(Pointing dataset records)
╔══
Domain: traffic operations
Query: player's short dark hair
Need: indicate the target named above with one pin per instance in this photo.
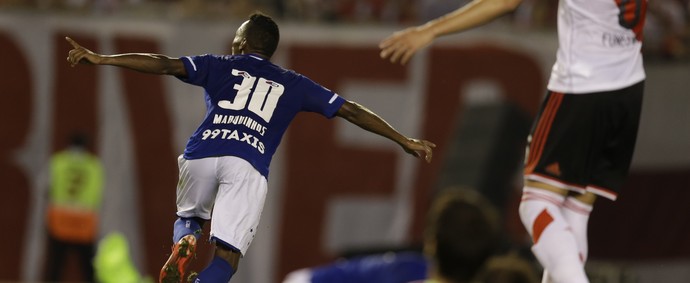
(464, 227)
(262, 34)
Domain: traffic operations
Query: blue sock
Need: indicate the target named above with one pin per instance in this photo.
(219, 271)
(186, 226)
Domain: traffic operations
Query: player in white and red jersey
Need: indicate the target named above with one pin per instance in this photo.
(583, 139)
(223, 172)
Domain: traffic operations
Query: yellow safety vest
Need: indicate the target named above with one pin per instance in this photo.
(75, 196)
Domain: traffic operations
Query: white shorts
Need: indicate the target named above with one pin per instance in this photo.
(229, 191)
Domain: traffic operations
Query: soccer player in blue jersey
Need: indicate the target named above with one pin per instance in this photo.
(223, 171)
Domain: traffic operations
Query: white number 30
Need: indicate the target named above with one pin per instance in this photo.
(264, 96)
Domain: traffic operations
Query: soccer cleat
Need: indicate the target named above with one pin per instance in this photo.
(182, 253)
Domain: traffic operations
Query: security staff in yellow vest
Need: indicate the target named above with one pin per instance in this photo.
(76, 189)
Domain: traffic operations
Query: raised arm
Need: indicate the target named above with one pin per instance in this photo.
(142, 62)
(365, 119)
(401, 45)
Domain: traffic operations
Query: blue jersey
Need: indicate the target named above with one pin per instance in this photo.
(249, 104)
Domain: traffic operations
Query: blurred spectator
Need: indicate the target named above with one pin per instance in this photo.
(667, 31)
(509, 268)
(462, 233)
(76, 185)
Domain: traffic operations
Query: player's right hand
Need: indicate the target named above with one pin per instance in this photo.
(79, 54)
(422, 149)
(400, 46)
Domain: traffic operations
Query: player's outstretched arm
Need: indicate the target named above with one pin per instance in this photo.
(142, 62)
(365, 119)
(401, 45)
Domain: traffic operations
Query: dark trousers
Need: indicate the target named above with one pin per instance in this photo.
(58, 251)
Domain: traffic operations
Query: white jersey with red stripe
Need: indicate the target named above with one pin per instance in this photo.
(600, 45)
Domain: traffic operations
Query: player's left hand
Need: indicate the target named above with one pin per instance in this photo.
(420, 148)
(400, 46)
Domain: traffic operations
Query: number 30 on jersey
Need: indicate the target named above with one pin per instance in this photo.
(264, 96)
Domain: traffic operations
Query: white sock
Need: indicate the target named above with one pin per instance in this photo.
(576, 213)
(555, 245)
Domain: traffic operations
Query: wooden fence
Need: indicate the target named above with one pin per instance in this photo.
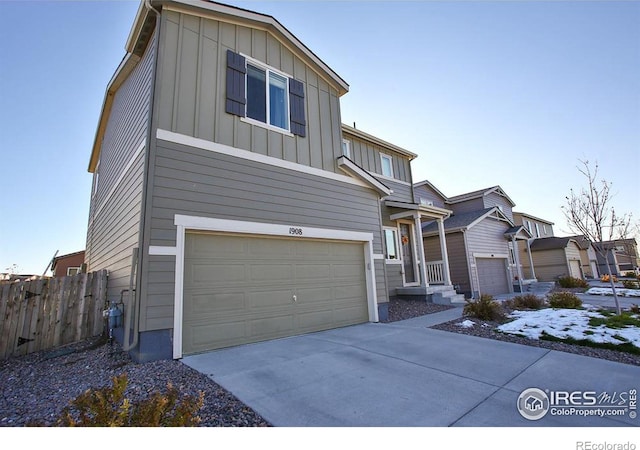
(49, 312)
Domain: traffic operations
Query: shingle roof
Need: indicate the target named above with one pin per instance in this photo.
(457, 221)
(552, 243)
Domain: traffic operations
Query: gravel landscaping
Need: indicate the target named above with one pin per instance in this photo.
(36, 387)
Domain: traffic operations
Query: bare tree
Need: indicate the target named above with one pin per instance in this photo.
(590, 213)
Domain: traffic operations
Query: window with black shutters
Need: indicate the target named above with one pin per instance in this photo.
(264, 95)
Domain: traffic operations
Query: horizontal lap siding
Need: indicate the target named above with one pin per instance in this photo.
(458, 265)
(192, 91)
(198, 182)
(115, 210)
╚══
Images do not belong in the copy; reproduce all other parts of the records above verbatim.

EXERCISE RESULT:
Domain: traffic operations
Query: player's short dark hair
Need: indicate the target named above with one pin per instance in this photo.
(464, 227)
(262, 34)
Domain: traffic operations
Query: blue sock
Need: indicate the target named above with one pin per instance in this photo.
(219, 271)
(186, 226)
Domain: traffic operations
Query: player in white and red jersey
Need: indicate the target named above with one pin per instance in this photo.
(583, 139)
(223, 172)
Domain: traffic operations
Query: yellow safety vest
Need: indicate the target named above with one pin per instance in this photo.
(75, 196)
Domain: traffic operations
Query: white shorts
Need: indicate the target named above with one pin per instance in this photo.
(229, 191)
Domain: traffic operations
Query: soccer player in blue jersey
Need: indicate the target named above with one pin per instance in this photo.
(223, 171)
Domain: traffic operations
Query: white number 30
Need: indicate the target named above with one pin per instance in this photo.
(264, 96)
Domain: traffic operations
Query: soccer cleat
Need: indicate the target named above with one pin per instance in this photo.
(182, 253)
Domain: traffic operations
Query: security staff in yellow vest
Need: indicate the target named above with one pin per instance in this photo.
(76, 189)
Domain: traffic operations
Query: raised arm
Need: indicate the target named above with one pin per instance in this photo.
(142, 62)
(365, 119)
(401, 45)
Domain: traffic operations
Query: blue jersey
Need: indicate the target named above with one pin per instance in this photo.
(249, 104)
Domain: traffic operations
Query: blurred spectator
Need: indicate the target named above with one pin per instance in this photo.
(667, 31)
(509, 268)
(462, 233)
(76, 185)
Domain: traffic operations
Query: player's right hand
Need: indicate the target named above with one pin per instance in this photo.
(79, 54)
(422, 149)
(400, 46)
Domain: traffic operations
Query: player's outstretched arm
Need: indicate the target named above with one pin per instance in this photo.
(142, 62)
(365, 119)
(401, 45)
Domain: traffic operations
Query: dark trousers
Need: indicate the target named above with one pin per instance in this photo.
(58, 251)
Domain: traffic operations
Query: white jersey with red stripe
Need: indicate the target named above with one pin per instance in this photo.
(600, 45)
Domain: traffic operations
Query: player's left hand
Need: indicate the target named above with one pin per instance in this photo.
(420, 148)
(400, 46)
Domain: traffic operations
Query: number 30 on jersey
Need: indicate the target named above with one pin per instance in this photo.
(264, 96)
Domain: traffic operations
Query: white sock
Need: indicate the target named above with one pin per instance in this photo.
(576, 213)
(555, 245)
Domain: traffic operations
Query: wooden fence
Need: indicate the target named above with one pin per instance in this photo.
(49, 312)
Domain: traffic operations
Query: shingle roof
Need: indicate the target named above with one pin per instance in this photo.
(457, 221)
(552, 243)
Domain: traffic operations
Query: gravel landscaping
Need: indicate the target named above with one pin per instance in this photo.
(36, 387)
Domain: traffic operations
Query: bare tree
Need: indicate the target named above with one pin per instance in this photo.
(590, 213)
Domain: traffic operations
Query: window with black shutters
Need: indicate the target named above with one pin per instance in this photo.
(264, 95)
Domain: traffic operations
Query: horizontal lap siding
Need: indicate the target named above with one pin per instance in this photo.
(458, 265)
(192, 91)
(198, 182)
(115, 210)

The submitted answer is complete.